= INPUT DATA =
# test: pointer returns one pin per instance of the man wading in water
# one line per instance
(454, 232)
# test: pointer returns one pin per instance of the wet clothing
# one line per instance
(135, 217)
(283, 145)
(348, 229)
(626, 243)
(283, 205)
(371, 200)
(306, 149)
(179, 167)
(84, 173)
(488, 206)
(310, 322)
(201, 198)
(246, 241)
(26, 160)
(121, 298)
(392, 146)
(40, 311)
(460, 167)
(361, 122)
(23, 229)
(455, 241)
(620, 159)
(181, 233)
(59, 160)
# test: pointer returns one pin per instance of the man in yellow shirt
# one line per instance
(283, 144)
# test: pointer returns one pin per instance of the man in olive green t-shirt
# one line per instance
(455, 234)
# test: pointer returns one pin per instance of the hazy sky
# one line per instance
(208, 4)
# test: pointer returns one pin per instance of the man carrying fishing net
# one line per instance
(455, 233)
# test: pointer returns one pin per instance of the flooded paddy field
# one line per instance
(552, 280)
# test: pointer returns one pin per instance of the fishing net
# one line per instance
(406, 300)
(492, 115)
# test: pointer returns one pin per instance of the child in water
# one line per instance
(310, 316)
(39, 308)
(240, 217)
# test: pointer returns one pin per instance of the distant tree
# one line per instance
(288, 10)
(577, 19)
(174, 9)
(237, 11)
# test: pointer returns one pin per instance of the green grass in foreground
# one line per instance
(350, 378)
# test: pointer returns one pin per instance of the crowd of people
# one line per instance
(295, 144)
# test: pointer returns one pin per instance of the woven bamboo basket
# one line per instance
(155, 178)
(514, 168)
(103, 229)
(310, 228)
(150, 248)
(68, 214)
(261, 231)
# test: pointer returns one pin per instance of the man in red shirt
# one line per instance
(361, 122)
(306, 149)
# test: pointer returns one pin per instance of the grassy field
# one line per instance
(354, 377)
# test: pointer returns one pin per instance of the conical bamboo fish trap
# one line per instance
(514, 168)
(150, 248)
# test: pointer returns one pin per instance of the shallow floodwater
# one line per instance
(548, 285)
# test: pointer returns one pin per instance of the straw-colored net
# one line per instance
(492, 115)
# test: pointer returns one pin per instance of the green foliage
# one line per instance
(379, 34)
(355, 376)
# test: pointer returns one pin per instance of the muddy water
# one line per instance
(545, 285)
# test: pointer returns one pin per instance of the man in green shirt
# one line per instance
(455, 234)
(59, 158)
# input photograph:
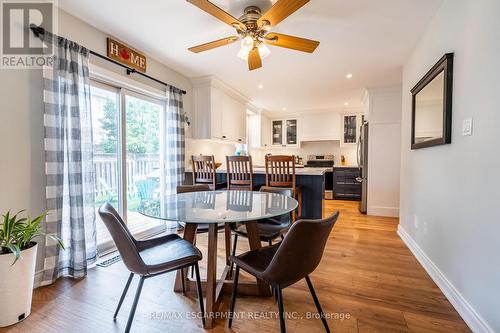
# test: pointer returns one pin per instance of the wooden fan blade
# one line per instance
(291, 42)
(254, 60)
(214, 44)
(218, 13)
(280, 11)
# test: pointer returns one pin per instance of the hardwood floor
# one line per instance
(368, 281)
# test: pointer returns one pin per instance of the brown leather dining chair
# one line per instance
(280, 172)
(269, 229)
(149, 258)
(204, 171)
(287, 262)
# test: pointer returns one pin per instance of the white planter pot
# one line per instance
(16, 286)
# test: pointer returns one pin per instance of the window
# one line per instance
(127, 137)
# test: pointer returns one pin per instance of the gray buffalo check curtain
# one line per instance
(174, 145)
(68, 161)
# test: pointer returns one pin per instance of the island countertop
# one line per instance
(298, 171)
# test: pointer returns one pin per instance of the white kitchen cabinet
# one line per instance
(285, 132)
(259, 131)
(219, 111)
(320, 126)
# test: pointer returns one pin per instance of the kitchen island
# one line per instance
(311, 180)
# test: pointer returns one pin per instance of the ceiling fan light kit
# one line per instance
(253, 29)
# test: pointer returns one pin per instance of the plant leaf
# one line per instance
(15, 250)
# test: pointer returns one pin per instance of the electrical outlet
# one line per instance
(467, 127)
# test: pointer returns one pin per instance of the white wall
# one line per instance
(384, 150)
(450, 194)
(21, 120)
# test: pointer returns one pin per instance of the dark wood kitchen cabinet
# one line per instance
(345, 185)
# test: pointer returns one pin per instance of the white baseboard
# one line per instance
(383, 211)
(475, 322)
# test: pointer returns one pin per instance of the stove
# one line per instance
(319, 161)
(323, 161)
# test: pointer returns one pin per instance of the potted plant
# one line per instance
(17, 265)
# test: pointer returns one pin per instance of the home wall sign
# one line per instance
(126, 55)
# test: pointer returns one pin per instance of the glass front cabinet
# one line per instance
(285, 132)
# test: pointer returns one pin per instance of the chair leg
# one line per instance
(299, 209)
(134, 305)
(318, 306)
(183, 282)
(281, 309)
(124, 293)
(234, 252)
(194, 243)
(200, 293)
(233, 295)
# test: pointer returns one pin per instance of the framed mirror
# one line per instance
(431, 106)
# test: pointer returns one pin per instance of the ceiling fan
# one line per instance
(253, 29)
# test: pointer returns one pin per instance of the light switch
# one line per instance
(467, 127)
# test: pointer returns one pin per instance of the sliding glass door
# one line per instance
(128, 137)
(143, 136)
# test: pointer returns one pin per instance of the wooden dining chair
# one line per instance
(204, 171)
(239, 173)
(280, 172)
(285, 263)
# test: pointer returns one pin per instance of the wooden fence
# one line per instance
(139, 166)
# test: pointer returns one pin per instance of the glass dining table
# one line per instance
(215, 208)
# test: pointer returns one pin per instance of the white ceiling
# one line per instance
(369, 38)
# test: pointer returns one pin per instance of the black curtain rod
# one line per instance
(40, 31)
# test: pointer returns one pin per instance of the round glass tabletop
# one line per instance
(218, 206)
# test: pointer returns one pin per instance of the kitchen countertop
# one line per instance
(298, 171)
(345, 166)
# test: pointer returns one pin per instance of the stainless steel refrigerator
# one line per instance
(362, 154)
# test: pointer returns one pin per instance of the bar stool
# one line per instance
(280, 172)
(239, 173)
(204, 171)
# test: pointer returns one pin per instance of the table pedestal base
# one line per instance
(213, 288)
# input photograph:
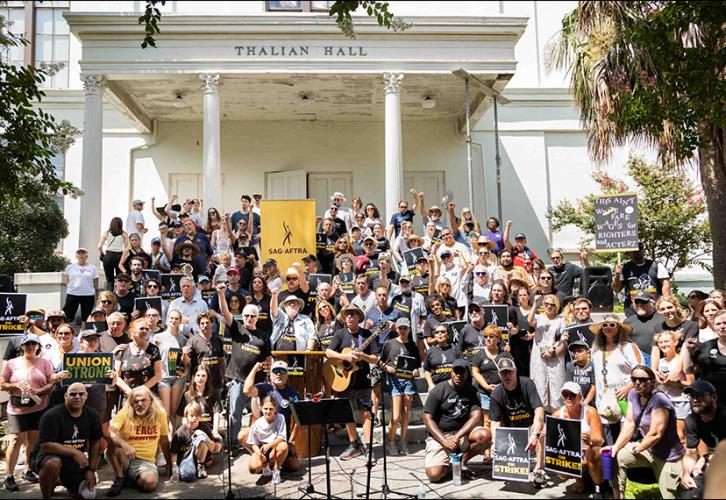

= INSTRUCTIONS FOR THE TASK =
Check the lines above and copy each one that includes "shirt".

= WRITTEN REPLY =
# test: pointer returns one pin per instance of the man in yellow shirt
# test: pointer returns one pin per instance of the man in olive green t-shirt
# test: pointer returns one pin per instance of the man in red shirt
# test: pointer returns one pin per instance of the man in green shirt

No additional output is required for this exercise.